__Text shown__
--- BEGIN ---
# Confused????



## Allie1971

Hey! My name is Allie and I live in sunny(?) Wales. Hubby and I have been thinking for the last 12 months about a life in another country - I am a secondary school teacher and he's in IT. The main thing stopping us (apart from being away from close family) is my problem of finding a job as I cannot afford not to work. I teach Home Ec, and so far my job search has been unsuccessful. However, a position has come up in a school in Auckland. NZ has never been a country I have thought about, due to the distance.My husband is happy to move wherever (has lived all over due to a past navy career). I have submitted my CV, at the moment just to see if I am selected for an interview. Would love to hear from any expats who have made the move and hear their views on their decision to go and why. Am expecting to hear both positive and negative, but to be honest, have heard mainly negative (poor wages, poor housing etc).

Allie x


----------



## SNH

I would honestly just give it a go - you've got nothing to lose!!

I've taken the plunge and spent time living and working in less than ideal countries - like India and Korea - but I'm one to take any and every opportunity. If you dislike something you can always move on - or back.

Like I suggested in another thread, try movetonz.org for a helpful view of the country. This forum can get very negative about New Zealand, and I don't think that's a fair or balanced view.

The biggest mistake British people make when moving to New Zealand (or Australia) is that they think it's just an 'extension of the Empire'. The culture shock becomes severe because these places really are so very different to Britain (I've lived at both ends of the world).

Give it a go, and make the most of your opportunity. That is my advice.


----------



## Allie1971

Thank you for your reply!
Thats what I think! Do you have any children? I have a nearly 13 yr od son and I have briefly mentioned the possibility of moving abroad and he is adamant he doesnt want to go. He is very close to his grandparents, sees them practically everyday.

Allie




SNH said:


> I would honestly just give it a go - you've got nothing to lose!!
> 
> I've taken the plunge and spent time living and working in less than ideal countries - like India and Korea - but I'm one to take any and every opportunity. If you dislike something you can always move on - or back.
> 
> Like I suggested in another thread, try movetonz.org for a helpful view of the country. This forum can get very negative about New Zealand, and I don't think that's a fair or balanced view.
> 
> The biggest mistake British people make when moving to New Zealand (or Australia) is that they think it's just an 'extension of the Empire'. The culture shock becomes severe because these places really are so very different to Britain (I've lived at both ends of the world).
> 
> Give it a go, and make the most of your opportunity. That is my advice.
--- END ---
__Stored data__
--- BEGIN ---
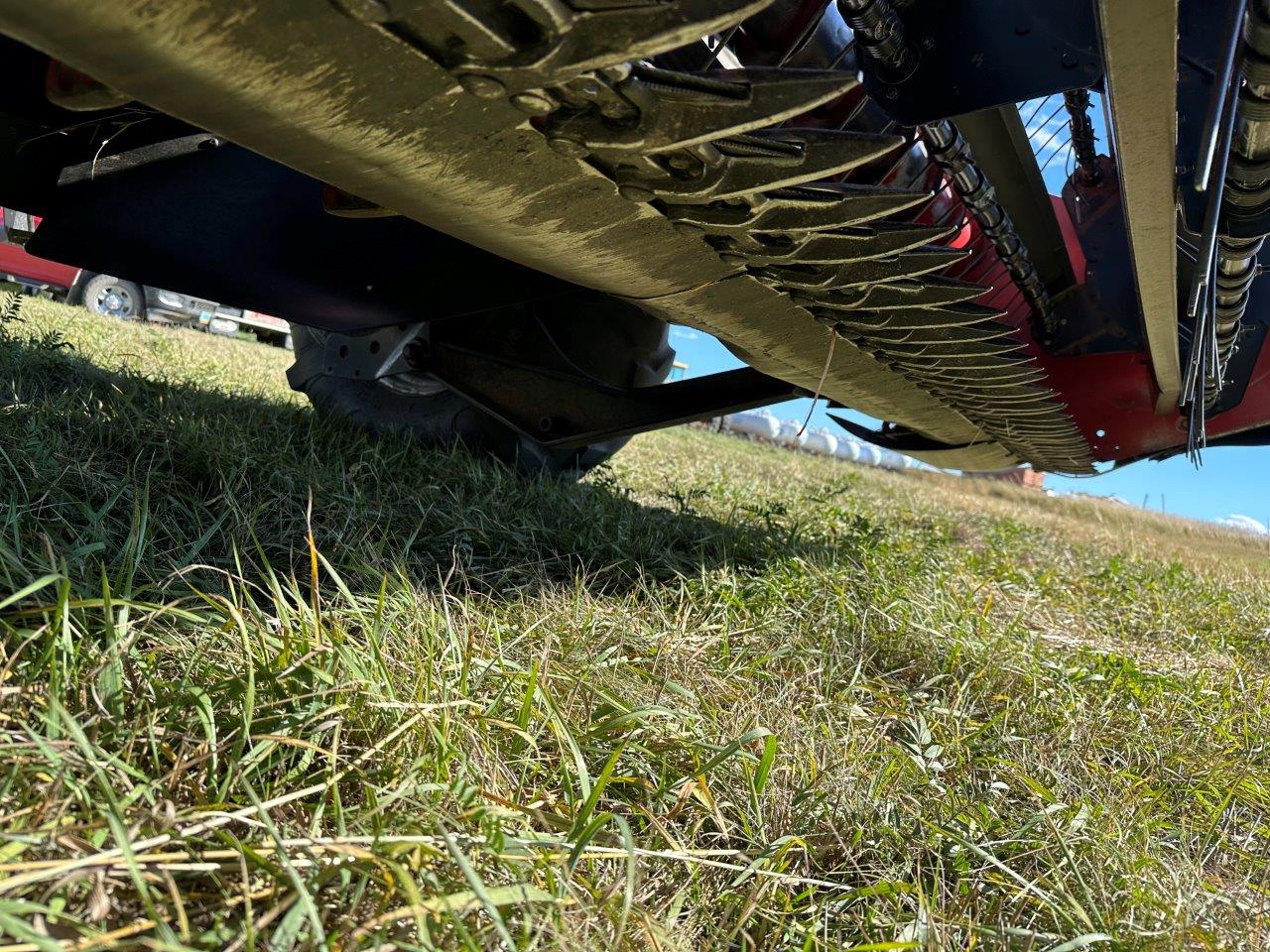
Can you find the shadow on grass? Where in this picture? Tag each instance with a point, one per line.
--- END ---
__Your instructions__
Which website does SNH recommend in the forum thread for a helpful view of New Zealand?

__Expected output__
movetonz.org